▶ **Por hacer**:
1. Extrae del texto, sin ningún cambio, el fragmento que va desde "Entonces amablemente me" hasta "tu conducta extraña.".
2. Según el texto, ¿quién firmó la nota que llegó desde el palacio del obispo?

▶ **Texto dado**:
-----
Dentro de dos horas la nueva sociedad fue plenamente organizada. Las razones para su formación fueron escritas en un libro y enviamos una carta respetuosa al obispo renunciando nuestra membresía en la sociedad de “Tres Misas”. Esa carta fue firmada: C. Chíniquy, secretario. Tres horas más tarde recibí la siguiente nota del palacio del obispo:

Mi Señor Obispo de Qüebec quiere verte inmediatamente sobre un asunto importante. No faltes en venir sin dilación, sinceramente,
CHARLES P. CAZEAULT, Secretario

Enseñé la misiva al cura y los vicarios y les dije: —Una tempestad está estallando en la montaña. Esto es el primer trueno y el ambiente se ve oscuro y pesado. Oren por mí para que hable y actúe como un sacerdote honesto y valiente.

En la antesala del obispo, hallé a mi amigo personal Cazeault. El me dijo: Mi querido Chíniquy, estás navegando en un mar agitado, serás un dichoso marinero si escapas del naufragio. El obispo está muy enojado contigo, pero no te desanimes, el derecho está a tu favor.

Entonces amablemente me abrió la puerta de la sala del obispo y dijo: —Mi señor, el Sr. Chíniquy está aquí esperando sus órdenes.

—Pásalo, —respondió el obispo.

Entré y me arrodillé a sus pies, pero dando un paso hacia atrás me dijo de la manera más irritada: —No tengo bendición para ti hasta que me des una explicación satisfactoria de tu conducta extraña.

Me levanté y dije: —Mi señor, ¿Qué desea usted de mí?

—Quiero que me expliques el significado de esta carta firmada por ti como secretario de una sociedad recién nacida llamada “Sociedad de Una Misa”.

Le respondí: —Mi señor, la carta está escrita en buen francés. Su Señoría debería de haberlo entendido bien. No sé como una explicación mía podrá hacerla más clara.

—Quiero saber tu motivo por salir de la antigua y respetable “Sociedad de Tres Misas”. ¿No se compone de tus obispos y de todos los sacerdotes de Canadá? ¿No te hallaste entre suficiente buena compañía? ¿Te opones a las oraciones rezadas por las almas del purgatorio?
-----
▶ **Material proporcionado**:
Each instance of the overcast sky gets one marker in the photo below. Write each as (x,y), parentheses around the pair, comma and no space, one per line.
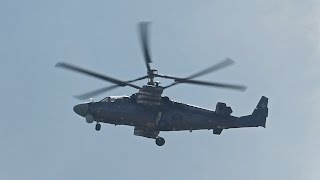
(275,45)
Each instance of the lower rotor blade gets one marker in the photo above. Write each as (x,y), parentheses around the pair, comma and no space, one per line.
(104,89)
(213,84)
(94,74)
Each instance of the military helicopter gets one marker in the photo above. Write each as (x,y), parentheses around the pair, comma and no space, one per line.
(149,112)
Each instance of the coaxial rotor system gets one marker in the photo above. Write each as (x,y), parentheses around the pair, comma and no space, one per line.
(143,30)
-----
▶ **Respuestas escritas**:
1.
Entonces amablemente me abrió la puerta de la sala del obispo y dijo: —Mi señor, el Sr. Chíniquy está aquí esperando sus órdenes.

—Pásalo, —respondió el obispo.

Entré y me arrodillé a sus pies, pero dando un paso hacia atrás me dijo de la manera más irritada: —No tengo bendición para ti hasta que me des una explicación satisfactoria de tu conducta extraña.

2. La firmó Charles P. Cazeault, secretario.